Region pointing data
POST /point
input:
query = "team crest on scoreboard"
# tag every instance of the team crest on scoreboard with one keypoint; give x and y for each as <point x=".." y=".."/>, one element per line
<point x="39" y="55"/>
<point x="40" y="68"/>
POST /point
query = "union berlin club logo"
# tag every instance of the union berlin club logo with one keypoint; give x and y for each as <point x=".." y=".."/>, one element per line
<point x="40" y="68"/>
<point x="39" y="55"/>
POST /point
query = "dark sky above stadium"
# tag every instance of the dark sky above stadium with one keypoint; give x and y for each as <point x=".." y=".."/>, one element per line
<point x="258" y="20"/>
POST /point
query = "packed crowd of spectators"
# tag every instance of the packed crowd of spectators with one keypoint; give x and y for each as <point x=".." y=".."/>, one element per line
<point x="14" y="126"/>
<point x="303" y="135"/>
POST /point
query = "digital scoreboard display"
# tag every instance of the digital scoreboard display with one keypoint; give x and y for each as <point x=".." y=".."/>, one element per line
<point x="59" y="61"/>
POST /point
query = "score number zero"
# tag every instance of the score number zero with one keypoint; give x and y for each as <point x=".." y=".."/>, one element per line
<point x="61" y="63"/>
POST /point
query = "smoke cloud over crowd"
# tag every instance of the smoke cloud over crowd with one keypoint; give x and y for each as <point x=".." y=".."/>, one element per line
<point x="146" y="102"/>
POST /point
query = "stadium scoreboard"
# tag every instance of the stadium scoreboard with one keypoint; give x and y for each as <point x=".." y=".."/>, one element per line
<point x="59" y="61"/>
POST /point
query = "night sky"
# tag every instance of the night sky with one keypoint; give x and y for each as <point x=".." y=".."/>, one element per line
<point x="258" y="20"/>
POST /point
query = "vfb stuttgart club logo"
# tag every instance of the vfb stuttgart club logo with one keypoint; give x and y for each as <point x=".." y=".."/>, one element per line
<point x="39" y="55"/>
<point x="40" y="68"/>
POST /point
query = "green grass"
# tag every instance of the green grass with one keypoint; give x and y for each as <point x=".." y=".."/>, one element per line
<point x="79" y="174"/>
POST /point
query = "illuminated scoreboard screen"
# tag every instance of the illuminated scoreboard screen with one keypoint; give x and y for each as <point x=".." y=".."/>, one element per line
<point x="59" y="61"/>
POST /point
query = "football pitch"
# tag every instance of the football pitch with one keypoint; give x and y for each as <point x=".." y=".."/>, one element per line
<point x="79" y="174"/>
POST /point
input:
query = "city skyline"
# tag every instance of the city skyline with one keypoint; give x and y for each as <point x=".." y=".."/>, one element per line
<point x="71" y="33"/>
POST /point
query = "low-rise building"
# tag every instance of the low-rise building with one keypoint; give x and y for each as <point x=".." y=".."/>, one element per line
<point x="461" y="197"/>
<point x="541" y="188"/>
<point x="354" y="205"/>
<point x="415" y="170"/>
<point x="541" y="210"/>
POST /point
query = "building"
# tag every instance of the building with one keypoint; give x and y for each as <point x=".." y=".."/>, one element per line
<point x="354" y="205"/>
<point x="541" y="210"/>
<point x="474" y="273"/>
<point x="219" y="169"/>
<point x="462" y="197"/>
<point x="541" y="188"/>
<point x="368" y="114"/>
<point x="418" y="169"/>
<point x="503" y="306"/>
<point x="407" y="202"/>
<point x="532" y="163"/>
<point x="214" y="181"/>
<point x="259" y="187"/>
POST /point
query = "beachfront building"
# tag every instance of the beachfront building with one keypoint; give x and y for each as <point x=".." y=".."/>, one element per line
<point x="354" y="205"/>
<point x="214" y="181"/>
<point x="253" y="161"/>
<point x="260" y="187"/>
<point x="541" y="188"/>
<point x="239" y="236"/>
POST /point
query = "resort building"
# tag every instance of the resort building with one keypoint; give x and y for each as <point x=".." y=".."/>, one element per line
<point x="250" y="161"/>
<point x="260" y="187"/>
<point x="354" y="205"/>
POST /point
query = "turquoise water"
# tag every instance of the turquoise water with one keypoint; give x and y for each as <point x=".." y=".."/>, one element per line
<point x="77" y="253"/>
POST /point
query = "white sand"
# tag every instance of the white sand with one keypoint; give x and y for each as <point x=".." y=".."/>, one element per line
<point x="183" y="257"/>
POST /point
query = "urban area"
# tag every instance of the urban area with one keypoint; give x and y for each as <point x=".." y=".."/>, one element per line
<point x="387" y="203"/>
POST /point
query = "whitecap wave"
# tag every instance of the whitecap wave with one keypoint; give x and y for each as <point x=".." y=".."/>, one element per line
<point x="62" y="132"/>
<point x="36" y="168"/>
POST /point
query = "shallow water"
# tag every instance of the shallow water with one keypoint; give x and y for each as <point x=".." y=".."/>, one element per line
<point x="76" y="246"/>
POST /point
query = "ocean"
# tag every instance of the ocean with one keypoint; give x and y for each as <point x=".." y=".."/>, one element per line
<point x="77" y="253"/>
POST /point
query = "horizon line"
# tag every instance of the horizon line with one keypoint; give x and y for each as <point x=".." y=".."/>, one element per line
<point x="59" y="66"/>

* * *

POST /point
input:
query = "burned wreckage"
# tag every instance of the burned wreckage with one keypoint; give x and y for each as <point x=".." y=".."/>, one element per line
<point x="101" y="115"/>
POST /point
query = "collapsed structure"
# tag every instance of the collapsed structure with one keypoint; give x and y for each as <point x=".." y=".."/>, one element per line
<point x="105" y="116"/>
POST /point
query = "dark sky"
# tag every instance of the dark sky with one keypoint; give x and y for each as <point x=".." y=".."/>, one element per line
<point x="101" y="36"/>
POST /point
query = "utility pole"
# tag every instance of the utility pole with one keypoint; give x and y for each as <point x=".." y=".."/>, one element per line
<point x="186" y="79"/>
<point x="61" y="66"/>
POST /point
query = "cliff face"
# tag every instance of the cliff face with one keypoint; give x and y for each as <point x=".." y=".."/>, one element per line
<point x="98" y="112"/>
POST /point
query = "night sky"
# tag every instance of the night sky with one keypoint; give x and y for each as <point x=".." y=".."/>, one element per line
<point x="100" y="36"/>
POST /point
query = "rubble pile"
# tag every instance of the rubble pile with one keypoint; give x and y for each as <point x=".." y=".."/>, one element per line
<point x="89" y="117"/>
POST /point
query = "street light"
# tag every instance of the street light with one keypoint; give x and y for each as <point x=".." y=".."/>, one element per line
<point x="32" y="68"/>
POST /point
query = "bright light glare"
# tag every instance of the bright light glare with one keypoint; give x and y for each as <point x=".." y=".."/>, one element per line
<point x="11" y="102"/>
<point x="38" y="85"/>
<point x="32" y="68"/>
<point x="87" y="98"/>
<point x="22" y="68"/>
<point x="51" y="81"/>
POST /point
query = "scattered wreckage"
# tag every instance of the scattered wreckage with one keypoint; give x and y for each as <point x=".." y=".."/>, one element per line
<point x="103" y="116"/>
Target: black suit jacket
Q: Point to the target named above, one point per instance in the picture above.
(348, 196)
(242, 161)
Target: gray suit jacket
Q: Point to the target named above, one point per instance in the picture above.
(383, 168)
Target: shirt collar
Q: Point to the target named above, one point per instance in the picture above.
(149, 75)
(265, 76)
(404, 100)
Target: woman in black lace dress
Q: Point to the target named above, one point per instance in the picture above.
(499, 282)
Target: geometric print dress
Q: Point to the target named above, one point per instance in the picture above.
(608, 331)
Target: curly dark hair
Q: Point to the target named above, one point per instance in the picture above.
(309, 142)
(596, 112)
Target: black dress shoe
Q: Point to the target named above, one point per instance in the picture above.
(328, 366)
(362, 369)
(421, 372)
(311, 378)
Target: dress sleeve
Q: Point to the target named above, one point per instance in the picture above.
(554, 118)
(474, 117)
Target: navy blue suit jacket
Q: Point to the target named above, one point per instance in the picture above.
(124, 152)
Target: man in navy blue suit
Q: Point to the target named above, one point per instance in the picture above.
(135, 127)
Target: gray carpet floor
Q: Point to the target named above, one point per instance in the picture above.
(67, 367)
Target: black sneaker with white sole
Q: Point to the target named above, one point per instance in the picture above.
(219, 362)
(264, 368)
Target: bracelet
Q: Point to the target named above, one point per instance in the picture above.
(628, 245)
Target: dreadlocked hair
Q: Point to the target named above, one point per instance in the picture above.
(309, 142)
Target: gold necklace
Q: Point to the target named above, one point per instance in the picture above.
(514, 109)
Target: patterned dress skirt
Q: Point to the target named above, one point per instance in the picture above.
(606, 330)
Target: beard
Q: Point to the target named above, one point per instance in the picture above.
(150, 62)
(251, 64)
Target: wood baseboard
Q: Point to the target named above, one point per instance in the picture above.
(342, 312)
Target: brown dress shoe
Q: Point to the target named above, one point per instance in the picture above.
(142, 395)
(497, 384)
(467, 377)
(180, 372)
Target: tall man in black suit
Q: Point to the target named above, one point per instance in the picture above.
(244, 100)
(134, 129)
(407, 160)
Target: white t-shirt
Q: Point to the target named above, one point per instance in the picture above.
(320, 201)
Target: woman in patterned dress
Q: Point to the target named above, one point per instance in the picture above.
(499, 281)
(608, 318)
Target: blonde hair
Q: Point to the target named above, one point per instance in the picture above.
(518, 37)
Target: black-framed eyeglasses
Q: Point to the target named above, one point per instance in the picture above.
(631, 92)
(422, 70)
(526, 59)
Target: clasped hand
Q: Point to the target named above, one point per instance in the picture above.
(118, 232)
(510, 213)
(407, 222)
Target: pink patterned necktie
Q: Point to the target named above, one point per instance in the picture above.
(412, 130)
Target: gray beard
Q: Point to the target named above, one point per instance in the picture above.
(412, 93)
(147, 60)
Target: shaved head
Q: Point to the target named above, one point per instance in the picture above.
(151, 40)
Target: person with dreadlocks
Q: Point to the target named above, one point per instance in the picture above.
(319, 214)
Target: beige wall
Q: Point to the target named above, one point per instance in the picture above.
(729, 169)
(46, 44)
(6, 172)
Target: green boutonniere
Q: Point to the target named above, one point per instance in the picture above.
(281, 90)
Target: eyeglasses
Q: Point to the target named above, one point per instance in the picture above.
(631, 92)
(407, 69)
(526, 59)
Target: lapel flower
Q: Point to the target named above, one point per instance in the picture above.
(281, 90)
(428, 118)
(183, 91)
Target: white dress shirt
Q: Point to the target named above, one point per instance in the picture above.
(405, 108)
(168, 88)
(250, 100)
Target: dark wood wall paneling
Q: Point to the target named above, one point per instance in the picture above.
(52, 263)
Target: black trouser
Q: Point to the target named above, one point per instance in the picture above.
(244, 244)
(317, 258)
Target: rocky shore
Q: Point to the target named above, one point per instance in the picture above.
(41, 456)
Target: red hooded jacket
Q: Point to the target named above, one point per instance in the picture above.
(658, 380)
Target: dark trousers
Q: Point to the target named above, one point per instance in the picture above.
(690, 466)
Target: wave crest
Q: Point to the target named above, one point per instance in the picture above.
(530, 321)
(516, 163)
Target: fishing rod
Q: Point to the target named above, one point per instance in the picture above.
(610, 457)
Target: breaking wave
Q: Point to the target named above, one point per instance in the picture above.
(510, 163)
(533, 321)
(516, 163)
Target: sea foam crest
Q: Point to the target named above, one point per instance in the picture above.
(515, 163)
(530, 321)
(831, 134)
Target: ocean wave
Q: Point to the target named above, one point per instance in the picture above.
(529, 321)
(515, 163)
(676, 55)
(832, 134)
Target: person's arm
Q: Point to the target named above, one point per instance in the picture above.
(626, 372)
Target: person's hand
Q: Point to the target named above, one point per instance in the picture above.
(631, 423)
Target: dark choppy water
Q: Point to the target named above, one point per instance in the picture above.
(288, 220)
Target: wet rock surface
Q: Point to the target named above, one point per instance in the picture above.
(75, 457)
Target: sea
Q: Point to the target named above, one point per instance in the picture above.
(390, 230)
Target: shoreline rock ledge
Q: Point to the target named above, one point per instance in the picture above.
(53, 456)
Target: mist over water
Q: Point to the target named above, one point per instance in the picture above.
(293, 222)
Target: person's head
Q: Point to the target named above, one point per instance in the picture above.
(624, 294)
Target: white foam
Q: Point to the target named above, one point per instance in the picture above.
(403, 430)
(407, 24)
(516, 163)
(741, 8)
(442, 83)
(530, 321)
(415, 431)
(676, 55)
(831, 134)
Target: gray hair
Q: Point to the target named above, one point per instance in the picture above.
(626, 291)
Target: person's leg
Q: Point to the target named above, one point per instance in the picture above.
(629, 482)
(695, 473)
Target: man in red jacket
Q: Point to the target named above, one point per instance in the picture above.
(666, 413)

...

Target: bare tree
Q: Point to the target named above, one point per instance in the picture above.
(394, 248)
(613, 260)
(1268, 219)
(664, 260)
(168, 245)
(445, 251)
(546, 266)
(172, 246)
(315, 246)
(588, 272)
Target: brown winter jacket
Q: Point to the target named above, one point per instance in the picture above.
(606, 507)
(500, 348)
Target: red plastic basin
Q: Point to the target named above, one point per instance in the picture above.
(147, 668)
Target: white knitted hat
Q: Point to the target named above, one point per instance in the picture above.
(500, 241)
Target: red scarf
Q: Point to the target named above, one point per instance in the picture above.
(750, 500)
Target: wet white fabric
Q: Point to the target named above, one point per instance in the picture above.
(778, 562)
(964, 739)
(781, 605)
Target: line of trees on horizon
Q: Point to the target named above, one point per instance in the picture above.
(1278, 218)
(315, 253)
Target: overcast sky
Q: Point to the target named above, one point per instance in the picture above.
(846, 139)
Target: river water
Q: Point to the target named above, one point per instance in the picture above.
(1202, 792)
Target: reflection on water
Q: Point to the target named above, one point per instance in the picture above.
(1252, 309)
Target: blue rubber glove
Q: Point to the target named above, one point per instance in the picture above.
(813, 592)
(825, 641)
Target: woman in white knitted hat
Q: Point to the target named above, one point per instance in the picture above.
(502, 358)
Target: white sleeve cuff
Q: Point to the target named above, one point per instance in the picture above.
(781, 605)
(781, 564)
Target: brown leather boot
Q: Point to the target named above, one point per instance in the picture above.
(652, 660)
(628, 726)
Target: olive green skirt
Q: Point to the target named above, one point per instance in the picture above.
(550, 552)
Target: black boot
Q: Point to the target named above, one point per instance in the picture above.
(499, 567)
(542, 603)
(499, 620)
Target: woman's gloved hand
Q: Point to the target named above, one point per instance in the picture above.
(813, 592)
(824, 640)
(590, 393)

-- Exercise instructions --
Which of the lines above hold the string "patterned"? Pick each of them out.

-- Completed task --
Target: patterned dress skirt
Target: woman in patterned dress
Target: pink patterned necktie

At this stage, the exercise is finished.